Stated task 1
Reproduce the stretch from "This study should" through "day-to-day classroom assessment practices." in the passage on teachers' perceived skills in classroom assessment.
Stated task 2
Carry on the passage on teachers' perceived skills in classroom assessment from the point where it stops.

Passage shown
* Begin *

For illustration purposes, Item 1 was used to highlight items that were the lowest in discriminating teachers with regard to their perceived skills in classroom assessment practices. Item 1 asked teachers to indicate their perceived skill in constructing multiple choice items. Results showed this item did not discriminate teachers with the skill from those without skill in constructing multiple choice items. The ICC for item 1 showed that teachers with an ability greater than approximately 1.9 were most likely reported to be very skilled in constructing multiple choice items, and those with ability approximately 1.8 are most likely to report that they are very skilled in multiple choice item construction, while those with an ability less than approximately .5 were most likely to indicate that they were somehow skilled in constructing multiple items. Those who felt they had little skill were at −2.3 response level and those without skill were at −1.9. Similarly, the IIC showed that Item 1 provided more information about teachers for teachers with high perceived skills in constructing multiple choice items. This showed that most of the teachers felt more skilled in constructing multiple choice items. Therefore, Item 1 was not a good item for discriminating teachers with high self-perceived skill in constructing multiple choice items (see Figure ).

Figure 2. Characteristics and information curve for item 1

Figure 2. Characteristics and information curve for item 1

4. Discussion and conclusion

IRT was used to evaluate item response patterns on a teacher perceived skill in classroom assessment for Botswana primary and secondary school teachers. Given the value for classroom assessment practices and the need to have a clear understanding of teachers perceived skills in classroom assessment practices (Cavanagh, Waldrip, Romanoski, Dorman, & Fisher, Citation2005; Marriot & Lau, Citation2008; Nenty et al., Citation2007; Rowntree, Citation1987; Zhang & Burry-Stock, Citation2003) and the relative scarcity in this area of research in an African context, the study adds to the understanding of teachers perceived skills in classroom assessment practices.

Teachers continue to be important for bringing change and preparing students for future endeavors. It is therefore imperative to understand their teaching practices particularly how they assess and evaluate student learning outcomes (McMillan, Citation2008; Reynolds et al., Citation2009). Gathering information that can highlight the level of teachers’ classroom assessment competences in conducting classroom assessments is vital to determine their capabilities and inadequacies. Such information can be used by institutions that conduct teachers’ education and professional development to develop teachers’ assessment competencies.

This study should be helpful in identifying classroom assessment skills that teachers perceive to possess as well as those for which they feel less competent. As noted previously, the Teachers Perceived Skills in Classroom Assessment scale was previously used with teachers in the United States. However, the construct has not been widely studied among African teachers. It is essential for researchers, educators, and policy-makers in the African context to have a clear understanding of the perceived skills teachers hold about certain classroom assessment practices. Understanding teachers’ perceptions about their perceived skills in classroom assessment practices is very important as it can open avenues informing policy and practice for addressing the needs that teachers have as they wrestle with their day-to-day classroom assessment practices.

* End *

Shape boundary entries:
* Begin *

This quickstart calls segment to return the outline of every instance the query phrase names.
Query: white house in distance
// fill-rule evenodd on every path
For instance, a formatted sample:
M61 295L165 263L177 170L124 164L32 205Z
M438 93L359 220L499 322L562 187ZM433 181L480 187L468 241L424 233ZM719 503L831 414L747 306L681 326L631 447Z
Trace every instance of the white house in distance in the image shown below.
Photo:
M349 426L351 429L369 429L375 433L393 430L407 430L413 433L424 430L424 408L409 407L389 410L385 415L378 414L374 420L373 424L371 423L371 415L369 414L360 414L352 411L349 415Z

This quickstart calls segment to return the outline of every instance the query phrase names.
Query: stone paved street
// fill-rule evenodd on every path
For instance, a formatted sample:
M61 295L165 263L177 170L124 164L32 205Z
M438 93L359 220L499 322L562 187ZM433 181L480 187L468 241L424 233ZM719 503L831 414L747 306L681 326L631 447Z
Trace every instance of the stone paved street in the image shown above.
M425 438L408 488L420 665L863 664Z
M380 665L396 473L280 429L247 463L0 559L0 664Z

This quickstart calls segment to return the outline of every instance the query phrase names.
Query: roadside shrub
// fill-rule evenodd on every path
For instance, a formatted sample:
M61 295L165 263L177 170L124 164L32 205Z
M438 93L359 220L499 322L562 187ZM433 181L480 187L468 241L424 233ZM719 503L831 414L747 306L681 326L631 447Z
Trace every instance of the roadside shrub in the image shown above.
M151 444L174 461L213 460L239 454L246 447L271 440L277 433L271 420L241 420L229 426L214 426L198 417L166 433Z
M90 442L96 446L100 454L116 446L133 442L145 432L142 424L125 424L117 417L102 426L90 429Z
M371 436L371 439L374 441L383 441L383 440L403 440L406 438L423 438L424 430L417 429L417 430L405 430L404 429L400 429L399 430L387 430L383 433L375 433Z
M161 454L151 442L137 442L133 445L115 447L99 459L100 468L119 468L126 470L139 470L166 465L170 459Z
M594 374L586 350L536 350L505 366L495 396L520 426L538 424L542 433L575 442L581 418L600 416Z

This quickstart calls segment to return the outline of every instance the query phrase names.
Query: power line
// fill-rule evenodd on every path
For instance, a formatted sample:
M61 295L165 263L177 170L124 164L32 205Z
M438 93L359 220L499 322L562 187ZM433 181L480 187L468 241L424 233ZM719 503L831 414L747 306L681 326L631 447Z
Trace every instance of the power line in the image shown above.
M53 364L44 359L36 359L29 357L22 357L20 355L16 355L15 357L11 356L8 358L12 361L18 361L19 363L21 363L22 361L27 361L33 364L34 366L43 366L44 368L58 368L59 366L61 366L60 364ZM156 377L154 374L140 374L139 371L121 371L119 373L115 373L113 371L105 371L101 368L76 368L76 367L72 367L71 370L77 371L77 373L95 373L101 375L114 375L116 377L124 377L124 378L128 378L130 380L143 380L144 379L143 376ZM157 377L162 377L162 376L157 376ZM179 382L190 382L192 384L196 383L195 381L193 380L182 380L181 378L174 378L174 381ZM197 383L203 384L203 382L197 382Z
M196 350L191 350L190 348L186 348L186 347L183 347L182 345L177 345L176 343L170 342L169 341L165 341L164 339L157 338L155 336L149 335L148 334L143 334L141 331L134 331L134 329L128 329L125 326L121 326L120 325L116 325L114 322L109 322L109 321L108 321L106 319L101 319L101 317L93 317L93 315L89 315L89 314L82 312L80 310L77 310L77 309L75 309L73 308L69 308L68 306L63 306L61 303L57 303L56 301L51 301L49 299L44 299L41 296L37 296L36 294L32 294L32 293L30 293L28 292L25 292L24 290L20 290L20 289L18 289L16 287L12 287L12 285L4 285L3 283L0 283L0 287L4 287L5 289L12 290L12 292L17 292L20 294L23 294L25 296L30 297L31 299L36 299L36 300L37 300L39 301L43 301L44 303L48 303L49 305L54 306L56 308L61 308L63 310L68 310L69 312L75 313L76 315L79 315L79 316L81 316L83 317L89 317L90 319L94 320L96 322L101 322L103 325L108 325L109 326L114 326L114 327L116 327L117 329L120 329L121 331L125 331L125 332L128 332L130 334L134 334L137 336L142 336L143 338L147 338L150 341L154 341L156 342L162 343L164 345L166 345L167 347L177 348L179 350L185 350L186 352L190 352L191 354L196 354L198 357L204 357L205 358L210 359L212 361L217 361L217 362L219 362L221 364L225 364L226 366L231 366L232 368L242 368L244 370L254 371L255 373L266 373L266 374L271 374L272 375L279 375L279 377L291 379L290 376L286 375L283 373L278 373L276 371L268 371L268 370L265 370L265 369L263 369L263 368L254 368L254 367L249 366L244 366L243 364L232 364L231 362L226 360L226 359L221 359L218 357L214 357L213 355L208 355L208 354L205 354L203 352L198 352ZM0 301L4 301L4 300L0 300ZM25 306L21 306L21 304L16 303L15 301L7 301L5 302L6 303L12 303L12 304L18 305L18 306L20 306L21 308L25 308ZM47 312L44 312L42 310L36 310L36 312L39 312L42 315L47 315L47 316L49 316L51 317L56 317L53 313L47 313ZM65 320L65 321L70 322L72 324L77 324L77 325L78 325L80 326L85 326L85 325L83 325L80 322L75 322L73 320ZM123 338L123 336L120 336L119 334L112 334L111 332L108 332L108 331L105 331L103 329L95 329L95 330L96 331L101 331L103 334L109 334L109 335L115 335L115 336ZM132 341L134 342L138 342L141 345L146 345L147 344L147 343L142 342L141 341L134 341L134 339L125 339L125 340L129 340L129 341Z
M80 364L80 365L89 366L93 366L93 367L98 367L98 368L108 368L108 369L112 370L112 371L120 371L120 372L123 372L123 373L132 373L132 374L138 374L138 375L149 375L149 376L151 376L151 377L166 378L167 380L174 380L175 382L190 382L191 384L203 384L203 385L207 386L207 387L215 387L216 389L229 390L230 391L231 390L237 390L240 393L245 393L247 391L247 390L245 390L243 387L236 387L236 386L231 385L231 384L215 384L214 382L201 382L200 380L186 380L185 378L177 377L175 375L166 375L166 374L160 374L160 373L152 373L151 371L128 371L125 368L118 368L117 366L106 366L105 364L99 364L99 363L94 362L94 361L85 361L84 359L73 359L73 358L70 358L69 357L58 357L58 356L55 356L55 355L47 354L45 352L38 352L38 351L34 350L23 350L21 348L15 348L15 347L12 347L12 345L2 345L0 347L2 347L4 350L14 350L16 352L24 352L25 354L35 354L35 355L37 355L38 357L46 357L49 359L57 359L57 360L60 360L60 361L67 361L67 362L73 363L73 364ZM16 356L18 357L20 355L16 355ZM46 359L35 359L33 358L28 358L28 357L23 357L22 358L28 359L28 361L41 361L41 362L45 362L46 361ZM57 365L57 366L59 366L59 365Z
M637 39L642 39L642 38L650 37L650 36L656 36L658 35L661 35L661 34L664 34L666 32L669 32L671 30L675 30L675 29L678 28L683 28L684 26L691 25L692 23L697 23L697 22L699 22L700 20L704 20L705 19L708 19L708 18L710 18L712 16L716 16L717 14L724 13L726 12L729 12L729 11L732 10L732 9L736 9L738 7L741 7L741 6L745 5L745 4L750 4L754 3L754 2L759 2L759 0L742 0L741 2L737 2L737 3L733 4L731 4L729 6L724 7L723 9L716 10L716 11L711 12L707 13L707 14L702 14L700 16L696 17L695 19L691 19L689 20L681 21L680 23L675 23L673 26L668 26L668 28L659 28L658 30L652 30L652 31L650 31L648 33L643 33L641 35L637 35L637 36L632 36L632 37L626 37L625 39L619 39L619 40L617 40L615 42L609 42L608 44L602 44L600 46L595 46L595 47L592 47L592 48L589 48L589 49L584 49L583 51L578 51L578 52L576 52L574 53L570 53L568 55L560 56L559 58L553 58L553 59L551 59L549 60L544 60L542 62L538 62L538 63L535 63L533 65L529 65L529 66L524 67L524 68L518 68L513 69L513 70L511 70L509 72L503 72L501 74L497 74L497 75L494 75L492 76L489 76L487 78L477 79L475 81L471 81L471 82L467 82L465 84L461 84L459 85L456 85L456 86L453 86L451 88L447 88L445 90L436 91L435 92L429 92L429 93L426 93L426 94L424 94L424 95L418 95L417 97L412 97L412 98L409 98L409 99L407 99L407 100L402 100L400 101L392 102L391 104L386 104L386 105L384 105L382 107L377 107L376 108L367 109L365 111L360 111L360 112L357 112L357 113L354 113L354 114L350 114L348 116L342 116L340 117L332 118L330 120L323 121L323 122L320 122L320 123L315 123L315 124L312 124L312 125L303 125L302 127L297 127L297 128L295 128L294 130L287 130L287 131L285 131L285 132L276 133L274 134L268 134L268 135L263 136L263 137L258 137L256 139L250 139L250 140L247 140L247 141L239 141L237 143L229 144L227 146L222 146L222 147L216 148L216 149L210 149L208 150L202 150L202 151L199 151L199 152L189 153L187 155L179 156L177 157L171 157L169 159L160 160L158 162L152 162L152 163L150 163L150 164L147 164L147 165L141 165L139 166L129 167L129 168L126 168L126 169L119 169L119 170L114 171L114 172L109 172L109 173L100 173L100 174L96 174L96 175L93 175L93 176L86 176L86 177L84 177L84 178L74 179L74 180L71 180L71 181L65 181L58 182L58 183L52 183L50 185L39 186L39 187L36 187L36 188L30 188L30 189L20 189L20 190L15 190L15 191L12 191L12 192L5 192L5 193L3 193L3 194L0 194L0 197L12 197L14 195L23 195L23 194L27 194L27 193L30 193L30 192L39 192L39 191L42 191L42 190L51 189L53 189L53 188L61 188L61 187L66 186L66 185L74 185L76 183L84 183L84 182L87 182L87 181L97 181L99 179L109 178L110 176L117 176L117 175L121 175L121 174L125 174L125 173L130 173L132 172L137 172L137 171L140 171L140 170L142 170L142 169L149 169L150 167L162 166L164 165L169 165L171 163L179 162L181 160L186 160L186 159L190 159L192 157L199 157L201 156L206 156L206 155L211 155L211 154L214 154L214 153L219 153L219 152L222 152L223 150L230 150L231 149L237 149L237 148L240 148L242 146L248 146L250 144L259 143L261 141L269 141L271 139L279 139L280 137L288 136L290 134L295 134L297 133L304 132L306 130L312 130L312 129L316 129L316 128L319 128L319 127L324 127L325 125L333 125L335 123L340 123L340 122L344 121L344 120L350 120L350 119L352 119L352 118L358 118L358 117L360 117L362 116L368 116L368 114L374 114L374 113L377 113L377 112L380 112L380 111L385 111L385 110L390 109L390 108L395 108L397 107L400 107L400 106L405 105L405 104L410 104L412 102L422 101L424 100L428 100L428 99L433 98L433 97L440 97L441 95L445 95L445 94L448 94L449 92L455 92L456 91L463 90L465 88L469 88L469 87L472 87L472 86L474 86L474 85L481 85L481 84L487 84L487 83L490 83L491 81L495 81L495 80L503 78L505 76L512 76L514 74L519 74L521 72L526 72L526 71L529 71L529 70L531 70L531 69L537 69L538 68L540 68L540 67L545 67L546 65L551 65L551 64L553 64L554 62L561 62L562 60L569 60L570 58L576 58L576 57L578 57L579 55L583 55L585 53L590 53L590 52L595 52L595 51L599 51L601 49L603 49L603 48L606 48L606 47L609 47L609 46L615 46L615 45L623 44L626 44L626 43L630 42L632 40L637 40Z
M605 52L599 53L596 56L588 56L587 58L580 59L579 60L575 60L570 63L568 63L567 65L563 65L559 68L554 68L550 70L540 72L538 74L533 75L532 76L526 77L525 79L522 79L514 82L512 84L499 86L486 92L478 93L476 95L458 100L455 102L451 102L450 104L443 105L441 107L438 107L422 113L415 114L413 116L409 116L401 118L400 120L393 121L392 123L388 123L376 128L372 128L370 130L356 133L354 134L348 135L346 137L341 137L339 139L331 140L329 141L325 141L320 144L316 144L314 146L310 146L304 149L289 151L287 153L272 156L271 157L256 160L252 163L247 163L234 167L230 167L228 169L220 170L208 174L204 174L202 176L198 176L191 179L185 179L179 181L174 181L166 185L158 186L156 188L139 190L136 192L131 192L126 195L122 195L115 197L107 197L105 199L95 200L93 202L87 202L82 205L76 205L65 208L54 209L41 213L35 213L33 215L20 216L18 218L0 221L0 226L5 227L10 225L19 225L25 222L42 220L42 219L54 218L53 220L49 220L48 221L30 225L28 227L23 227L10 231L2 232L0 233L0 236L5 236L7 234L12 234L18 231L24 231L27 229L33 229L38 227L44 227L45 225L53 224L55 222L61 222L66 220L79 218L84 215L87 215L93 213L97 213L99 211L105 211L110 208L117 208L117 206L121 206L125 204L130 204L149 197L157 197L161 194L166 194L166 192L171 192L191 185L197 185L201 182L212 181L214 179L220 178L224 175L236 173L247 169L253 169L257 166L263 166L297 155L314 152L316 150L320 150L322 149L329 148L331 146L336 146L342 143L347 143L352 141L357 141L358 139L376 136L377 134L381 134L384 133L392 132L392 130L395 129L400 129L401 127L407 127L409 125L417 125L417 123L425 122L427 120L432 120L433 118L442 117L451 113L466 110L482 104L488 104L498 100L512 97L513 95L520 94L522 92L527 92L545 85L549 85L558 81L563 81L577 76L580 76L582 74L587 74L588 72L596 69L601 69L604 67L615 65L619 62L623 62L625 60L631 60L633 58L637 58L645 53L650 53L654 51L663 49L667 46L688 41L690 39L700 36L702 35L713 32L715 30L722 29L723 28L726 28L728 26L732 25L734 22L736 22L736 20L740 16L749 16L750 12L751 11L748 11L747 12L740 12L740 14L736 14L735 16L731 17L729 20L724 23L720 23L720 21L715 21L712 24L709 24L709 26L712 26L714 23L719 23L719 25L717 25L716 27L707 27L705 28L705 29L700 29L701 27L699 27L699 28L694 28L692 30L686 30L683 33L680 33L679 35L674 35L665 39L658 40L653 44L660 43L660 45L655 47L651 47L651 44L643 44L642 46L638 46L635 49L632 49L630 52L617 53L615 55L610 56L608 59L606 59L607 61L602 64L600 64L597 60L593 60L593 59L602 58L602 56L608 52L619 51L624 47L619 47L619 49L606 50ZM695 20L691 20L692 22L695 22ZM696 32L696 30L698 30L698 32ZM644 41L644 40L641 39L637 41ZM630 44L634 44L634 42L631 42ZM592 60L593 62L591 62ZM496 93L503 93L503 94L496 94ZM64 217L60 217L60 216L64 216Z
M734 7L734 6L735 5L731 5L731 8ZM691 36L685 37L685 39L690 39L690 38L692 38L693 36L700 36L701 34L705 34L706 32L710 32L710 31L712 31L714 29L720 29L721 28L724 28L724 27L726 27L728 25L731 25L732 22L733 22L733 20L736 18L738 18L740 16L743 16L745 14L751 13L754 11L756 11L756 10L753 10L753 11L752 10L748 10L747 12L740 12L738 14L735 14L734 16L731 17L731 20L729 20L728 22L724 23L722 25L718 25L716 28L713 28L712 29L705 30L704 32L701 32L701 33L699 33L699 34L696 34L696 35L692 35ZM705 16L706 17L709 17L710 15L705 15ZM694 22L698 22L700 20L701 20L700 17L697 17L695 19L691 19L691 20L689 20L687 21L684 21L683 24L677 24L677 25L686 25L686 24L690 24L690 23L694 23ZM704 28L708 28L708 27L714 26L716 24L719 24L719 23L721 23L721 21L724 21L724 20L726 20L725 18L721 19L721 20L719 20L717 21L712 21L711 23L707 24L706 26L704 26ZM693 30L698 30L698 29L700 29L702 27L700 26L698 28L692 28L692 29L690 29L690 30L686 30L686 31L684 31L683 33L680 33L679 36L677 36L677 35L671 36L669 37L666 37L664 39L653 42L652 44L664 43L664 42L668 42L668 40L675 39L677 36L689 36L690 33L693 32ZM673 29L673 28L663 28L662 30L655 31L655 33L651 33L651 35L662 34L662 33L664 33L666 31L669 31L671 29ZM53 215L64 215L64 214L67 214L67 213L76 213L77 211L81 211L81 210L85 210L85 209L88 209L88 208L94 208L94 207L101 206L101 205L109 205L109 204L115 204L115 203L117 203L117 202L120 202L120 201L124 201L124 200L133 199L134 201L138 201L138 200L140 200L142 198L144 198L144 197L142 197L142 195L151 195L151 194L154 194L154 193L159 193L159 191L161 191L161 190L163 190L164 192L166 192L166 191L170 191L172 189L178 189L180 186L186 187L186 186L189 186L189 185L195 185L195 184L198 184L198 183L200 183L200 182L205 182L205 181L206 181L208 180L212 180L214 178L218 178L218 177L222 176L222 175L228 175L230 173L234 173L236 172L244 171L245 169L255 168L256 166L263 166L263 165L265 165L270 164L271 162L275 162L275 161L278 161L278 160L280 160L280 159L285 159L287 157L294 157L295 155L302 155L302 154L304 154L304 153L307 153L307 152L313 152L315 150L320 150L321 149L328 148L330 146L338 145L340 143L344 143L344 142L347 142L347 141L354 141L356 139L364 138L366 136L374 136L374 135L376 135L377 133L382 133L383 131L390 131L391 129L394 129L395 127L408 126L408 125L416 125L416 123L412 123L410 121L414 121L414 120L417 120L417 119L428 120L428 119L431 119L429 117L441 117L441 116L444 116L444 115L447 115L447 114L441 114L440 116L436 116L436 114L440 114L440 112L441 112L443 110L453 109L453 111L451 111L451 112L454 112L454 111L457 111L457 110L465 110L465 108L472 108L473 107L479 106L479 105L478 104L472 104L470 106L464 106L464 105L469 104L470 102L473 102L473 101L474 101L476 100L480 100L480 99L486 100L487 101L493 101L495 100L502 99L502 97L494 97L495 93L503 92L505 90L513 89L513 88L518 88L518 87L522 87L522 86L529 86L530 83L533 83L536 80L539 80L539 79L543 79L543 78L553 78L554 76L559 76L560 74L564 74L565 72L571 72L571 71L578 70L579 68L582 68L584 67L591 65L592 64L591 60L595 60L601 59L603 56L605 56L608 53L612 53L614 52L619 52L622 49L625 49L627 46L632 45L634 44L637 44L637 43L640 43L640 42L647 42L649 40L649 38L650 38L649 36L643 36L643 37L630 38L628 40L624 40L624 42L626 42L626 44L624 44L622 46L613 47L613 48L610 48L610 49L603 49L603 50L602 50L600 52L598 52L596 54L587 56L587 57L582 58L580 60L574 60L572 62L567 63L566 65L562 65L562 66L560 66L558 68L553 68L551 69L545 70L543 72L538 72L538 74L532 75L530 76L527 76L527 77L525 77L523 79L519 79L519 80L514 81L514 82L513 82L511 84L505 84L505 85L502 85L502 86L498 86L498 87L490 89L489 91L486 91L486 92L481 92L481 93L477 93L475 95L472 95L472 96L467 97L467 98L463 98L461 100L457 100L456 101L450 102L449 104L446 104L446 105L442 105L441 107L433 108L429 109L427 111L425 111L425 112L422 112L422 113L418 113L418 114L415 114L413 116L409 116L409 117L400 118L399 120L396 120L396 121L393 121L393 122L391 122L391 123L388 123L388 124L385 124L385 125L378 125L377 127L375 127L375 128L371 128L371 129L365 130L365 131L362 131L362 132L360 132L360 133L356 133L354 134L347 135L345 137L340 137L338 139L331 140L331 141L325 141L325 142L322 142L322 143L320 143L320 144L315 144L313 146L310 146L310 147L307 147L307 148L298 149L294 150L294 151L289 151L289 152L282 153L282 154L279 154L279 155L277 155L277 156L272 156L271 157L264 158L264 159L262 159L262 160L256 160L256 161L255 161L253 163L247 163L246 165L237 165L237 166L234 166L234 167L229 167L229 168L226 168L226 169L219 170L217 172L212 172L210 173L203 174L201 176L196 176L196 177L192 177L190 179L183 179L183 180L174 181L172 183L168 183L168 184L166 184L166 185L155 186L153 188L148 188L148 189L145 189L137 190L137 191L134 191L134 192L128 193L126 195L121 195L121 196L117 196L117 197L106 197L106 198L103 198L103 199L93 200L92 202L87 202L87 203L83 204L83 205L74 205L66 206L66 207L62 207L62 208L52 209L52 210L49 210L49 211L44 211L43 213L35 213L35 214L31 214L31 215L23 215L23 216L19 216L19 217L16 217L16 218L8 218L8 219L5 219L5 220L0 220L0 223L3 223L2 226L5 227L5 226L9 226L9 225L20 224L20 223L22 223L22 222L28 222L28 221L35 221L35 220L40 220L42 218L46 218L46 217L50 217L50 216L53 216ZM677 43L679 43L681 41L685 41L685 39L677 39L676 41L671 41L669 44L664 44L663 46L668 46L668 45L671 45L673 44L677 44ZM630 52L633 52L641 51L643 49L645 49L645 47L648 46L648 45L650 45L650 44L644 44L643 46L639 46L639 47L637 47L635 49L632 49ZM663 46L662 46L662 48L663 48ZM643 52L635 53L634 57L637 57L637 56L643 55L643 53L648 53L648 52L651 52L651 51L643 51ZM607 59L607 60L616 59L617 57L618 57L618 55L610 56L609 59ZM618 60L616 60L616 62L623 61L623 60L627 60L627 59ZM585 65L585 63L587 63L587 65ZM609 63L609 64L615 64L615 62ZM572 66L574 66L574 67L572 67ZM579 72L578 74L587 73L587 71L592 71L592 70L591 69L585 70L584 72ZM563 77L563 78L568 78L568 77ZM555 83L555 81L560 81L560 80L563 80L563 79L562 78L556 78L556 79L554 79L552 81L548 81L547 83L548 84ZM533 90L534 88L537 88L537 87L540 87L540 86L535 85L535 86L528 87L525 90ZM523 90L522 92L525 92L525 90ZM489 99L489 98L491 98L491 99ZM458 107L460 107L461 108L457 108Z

* End *

Expected output 1
This study should be helpful in identifying classroom assessment skills that teachers perceive to possess as well as those for which they feel less competent. As noted previously, the Teachers Perceived Skills in Classroom Assessment scale was previously used with teachers in the United States. However, the construct has not been widely studied among African teachers. It is essential for researchers, educators, and policy-makers in the African context to have a clear understanding of the perceived skills teachers hold about certain classroom assessment practices. Understanding teachers’ perceptions about their perceived skills in classroom assessment practices is very important as it can open avenues informing policy and practice for addressing the needs that teachers have as they wrestle with their day-to-day classroom assessment practices.

Expected output 2
Overall results of this study revealed that items that assessed teachers’ perceived skills in the use and communication of assessment results provided the most information for identifying which teachers feel most (and least) confident about classroom assessment practices. Additionally, the results showed that items asking teachers about their perceived skills in test construction and calculation of statistical techniques such as measures of central tendency were the least useful in understanding overall perceptions about assessment skills. These items were relatively “easy,” so that most teachers felt pretty comfortable doing them. Further examination of the results showed that an item that asked teachers about their perceived skill in portfolio assessment proved to be the most difficult for respondents to endorse, an indication that most of the teachers were less skilled in portfolio assessment. Further research to establish why teachers felt least competent in portfolio assessment is highly recommended. This is based on the debates of using traditional forms of assessment such as multiple choice items against alternative assessments such as portfolio assessments. Those who argue for using traditional assessments argue that just like other forms of assessments, traditional tests are also focused on improving the cognitive side of instruction, i.e. the skills and knowledge that students are expected to develop within a short period of time (Segers & Dochy, Citation2001). A study conducted by Kleinert, Kennedy, and Kearns (Citation1999) revealed that teachers expressed levels of frustration in the use of alternative assessments such as portfolio assessment. Some major issues that teachers have against the use of alternative assessments are that they require more time for students to complete, and for teachers to supervise and assess. Teachers are generally also concerned about competencies they have in reliably grading these forms of assessments and that such assessments are more teacher-based than student-based.

These findings have major implications for teacher educators and school managers. For teacher educators these results highlight classroom assessment areas that they may need to focus on as they teach assessment courses. Assessment entails a broad spectrum of activities that includes collection of information for decision-making. The responsibility of teachers is to collect information through various assessment methods that can be used to make informed decisions about students’ learning progress. The question is: are teachers competent enough to use or apply assessment information for making students’ learning decisions? From these results it was very clear that teachers are less confident in using assessment information to make informed instructional and learning decisions.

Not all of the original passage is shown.